(Records from a data collection)
########################################

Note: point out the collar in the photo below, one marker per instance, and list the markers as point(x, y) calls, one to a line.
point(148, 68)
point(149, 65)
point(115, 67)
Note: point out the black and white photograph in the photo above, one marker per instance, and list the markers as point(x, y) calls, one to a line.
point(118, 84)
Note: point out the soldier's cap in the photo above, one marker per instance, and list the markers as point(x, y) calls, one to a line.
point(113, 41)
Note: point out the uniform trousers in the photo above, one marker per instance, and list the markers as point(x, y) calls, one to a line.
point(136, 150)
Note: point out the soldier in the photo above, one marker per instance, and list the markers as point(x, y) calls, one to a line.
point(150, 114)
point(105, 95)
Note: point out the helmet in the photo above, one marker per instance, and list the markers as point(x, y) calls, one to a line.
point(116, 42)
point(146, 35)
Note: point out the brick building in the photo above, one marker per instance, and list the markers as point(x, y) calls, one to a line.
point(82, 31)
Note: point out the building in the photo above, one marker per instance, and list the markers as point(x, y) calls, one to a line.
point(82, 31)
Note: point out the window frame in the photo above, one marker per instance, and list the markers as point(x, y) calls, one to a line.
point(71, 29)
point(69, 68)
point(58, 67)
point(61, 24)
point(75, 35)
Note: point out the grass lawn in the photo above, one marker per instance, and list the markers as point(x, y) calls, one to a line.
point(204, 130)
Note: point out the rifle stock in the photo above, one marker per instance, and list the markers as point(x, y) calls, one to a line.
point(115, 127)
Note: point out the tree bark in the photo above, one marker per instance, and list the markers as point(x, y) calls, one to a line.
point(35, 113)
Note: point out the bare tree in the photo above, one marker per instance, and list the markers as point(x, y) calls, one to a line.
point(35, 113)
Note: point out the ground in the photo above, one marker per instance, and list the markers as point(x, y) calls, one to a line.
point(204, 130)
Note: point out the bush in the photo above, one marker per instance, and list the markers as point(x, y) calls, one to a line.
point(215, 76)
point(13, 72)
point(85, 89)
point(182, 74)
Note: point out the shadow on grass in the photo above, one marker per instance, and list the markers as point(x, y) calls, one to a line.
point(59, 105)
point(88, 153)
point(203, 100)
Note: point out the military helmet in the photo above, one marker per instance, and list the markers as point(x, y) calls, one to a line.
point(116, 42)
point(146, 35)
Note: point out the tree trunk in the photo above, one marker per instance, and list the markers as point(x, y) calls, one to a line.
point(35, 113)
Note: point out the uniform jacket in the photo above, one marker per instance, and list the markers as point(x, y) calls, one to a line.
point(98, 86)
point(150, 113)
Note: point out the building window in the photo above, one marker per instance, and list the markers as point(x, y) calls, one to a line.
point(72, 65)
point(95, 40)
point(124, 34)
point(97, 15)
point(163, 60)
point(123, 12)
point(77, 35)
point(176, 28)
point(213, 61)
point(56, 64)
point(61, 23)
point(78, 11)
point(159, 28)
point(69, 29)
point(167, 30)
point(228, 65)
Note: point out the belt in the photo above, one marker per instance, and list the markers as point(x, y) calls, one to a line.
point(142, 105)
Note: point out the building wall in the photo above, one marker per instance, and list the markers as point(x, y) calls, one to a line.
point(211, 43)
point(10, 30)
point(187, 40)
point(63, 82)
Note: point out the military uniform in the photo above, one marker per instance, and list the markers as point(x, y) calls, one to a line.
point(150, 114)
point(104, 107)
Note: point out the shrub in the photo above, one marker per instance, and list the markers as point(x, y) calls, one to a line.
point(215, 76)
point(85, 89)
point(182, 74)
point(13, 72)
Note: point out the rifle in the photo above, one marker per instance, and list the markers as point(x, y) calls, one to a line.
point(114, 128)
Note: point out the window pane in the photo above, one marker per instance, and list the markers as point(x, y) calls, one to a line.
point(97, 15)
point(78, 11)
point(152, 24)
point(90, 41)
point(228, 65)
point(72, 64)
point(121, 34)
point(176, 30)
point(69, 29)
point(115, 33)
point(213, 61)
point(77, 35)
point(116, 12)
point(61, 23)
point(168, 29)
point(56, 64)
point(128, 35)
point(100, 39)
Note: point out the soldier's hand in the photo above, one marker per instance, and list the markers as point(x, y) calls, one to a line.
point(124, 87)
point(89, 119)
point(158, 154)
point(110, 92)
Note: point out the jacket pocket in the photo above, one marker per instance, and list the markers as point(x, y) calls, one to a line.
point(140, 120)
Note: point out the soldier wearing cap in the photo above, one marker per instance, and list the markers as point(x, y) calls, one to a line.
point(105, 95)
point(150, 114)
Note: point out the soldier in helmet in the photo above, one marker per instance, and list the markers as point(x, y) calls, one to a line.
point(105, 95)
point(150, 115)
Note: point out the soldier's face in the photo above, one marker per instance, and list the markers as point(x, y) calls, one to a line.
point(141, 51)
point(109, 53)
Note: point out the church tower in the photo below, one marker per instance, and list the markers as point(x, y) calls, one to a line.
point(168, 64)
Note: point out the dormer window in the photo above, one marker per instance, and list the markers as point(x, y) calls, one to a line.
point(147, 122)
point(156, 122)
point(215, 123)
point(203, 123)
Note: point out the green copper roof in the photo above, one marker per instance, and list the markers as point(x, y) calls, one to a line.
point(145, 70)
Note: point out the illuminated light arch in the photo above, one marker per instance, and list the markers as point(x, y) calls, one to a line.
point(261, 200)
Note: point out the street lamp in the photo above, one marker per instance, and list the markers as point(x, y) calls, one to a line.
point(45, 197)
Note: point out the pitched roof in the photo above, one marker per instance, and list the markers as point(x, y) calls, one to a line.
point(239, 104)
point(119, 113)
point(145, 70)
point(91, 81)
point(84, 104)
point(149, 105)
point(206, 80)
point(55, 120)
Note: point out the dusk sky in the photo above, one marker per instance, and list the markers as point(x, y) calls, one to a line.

########################################

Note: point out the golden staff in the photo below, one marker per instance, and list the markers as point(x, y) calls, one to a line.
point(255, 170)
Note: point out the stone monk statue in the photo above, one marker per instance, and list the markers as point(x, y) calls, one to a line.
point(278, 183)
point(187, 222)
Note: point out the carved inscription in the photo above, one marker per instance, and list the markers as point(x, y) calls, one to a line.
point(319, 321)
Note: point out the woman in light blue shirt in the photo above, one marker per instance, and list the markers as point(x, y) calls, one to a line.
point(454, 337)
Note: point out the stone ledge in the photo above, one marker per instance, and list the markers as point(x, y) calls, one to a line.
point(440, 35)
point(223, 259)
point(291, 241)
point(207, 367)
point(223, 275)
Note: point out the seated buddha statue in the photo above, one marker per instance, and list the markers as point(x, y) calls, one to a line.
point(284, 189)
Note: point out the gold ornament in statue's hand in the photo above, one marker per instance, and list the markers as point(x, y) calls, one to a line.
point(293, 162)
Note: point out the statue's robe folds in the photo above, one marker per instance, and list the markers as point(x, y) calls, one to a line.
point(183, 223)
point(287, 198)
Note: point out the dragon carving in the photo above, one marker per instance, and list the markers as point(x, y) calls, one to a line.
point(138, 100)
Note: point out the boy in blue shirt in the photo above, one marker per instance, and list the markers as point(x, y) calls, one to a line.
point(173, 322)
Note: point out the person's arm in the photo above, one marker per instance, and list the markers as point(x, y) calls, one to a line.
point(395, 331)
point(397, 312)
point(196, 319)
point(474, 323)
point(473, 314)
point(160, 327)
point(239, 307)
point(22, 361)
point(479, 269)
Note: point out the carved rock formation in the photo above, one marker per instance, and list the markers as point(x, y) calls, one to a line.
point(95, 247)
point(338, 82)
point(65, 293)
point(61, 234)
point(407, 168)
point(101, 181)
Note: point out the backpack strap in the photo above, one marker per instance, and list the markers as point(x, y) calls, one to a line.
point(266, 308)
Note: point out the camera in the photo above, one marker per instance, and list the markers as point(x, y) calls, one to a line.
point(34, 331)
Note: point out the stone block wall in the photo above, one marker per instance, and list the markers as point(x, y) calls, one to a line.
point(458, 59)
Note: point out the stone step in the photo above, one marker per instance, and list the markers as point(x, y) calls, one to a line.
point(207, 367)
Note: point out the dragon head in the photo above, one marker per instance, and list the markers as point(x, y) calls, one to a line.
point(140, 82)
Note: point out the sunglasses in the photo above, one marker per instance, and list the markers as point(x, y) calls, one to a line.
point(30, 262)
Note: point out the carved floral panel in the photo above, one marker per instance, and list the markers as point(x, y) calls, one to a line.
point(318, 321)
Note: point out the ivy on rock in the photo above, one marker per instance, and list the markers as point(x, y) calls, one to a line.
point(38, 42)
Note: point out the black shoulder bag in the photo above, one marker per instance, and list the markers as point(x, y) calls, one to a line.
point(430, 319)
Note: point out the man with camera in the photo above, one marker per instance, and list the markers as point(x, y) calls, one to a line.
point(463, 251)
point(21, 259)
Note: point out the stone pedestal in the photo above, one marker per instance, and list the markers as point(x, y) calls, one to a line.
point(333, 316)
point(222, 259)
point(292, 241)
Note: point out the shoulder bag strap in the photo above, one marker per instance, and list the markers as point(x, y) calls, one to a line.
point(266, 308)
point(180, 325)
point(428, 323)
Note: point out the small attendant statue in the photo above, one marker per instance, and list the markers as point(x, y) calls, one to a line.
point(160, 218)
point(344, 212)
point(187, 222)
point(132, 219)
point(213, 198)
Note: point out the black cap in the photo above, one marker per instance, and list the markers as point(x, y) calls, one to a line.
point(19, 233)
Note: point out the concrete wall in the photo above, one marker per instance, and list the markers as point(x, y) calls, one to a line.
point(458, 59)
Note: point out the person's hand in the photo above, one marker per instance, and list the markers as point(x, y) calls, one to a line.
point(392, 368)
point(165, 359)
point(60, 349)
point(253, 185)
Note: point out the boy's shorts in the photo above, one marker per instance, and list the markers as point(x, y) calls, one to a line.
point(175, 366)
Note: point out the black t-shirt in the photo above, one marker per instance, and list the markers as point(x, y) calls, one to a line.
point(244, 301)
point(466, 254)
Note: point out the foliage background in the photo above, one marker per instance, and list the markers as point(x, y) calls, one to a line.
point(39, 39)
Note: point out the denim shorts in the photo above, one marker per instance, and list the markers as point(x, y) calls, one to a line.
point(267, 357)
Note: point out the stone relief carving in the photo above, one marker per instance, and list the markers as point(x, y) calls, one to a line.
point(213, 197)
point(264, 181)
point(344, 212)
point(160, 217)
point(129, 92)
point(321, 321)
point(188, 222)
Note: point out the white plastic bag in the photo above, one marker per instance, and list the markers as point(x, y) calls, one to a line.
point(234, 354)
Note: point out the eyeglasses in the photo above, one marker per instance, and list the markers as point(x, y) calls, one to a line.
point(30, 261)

########################################

## WHAT NEEDS TO BE DONE
Transcribe the records between the line containing "Note: point out the bare" and the line containing "point(63, 82)", inclusive, with no changes.

## WRITTEN SOLUTION
Note: point out the bare tree in the photo above, one marker per instance, and list the markers as point(x, y) calls, one to a line.
point(35, 113)
Note: point out the ground in the photo above, one marker per instance, and list the markers as point(x, y) calls, one to a line.
point(204, 130)
Note: point out the bush in the photo above, one marker per instance, and list the markers as point(x, y) calls, one to a line.
point(215, 76)
point(13, 72)
point(85, 89)
point(182, 74)
Note: point out the shadow on grass in the photo above, one marker per instance, and list the markers as point(x, y) calls, one to a line.
point(59, 105)
point(88, 153)
point(203, 100)
Note: point out the military helmet in the photo above, one marker per instance, and list the markers as point(x, y) calls, one to a line.
point(116, 42)
point(146, 35)
Note: point out the tree trunk in the photo above, one marker per instance, and list the markers as point(x, y) calls, one to a line.
point(35, 113)
Note: point out the uniform jacket in the photo above, one marker per instance, and list the markers as point(x, y) calls, one to a line.
point(98, 86)
point(150, 113)
Note: point out the building window in the photo above, one marker per instance, and list the markers as point(x, y) calls, one to a line.
point(72, 65)
point(95, 40)
point(124, 34)
point(97, 15)
point(163, 60)
point(123, 12)
point(77, 35)
point(176, 28)
point(213, 61)
point(56, 64)
point(61, 23)
point(78, 11)
point(159, 28)
point(69, 29)
point(167, 30)
point(228, 65)
Note: point out the belt in the photo above, one marker per instance, and list the markers as point(x, y) calls, one to a line.
point(142, 105)
Note: point out the building wall in the photo above, one marker per instance, and list the markers as point(x, y) calls, one to a line.
point(211, 43)
point(10, 30)
point(187, 40)
point(63, 82)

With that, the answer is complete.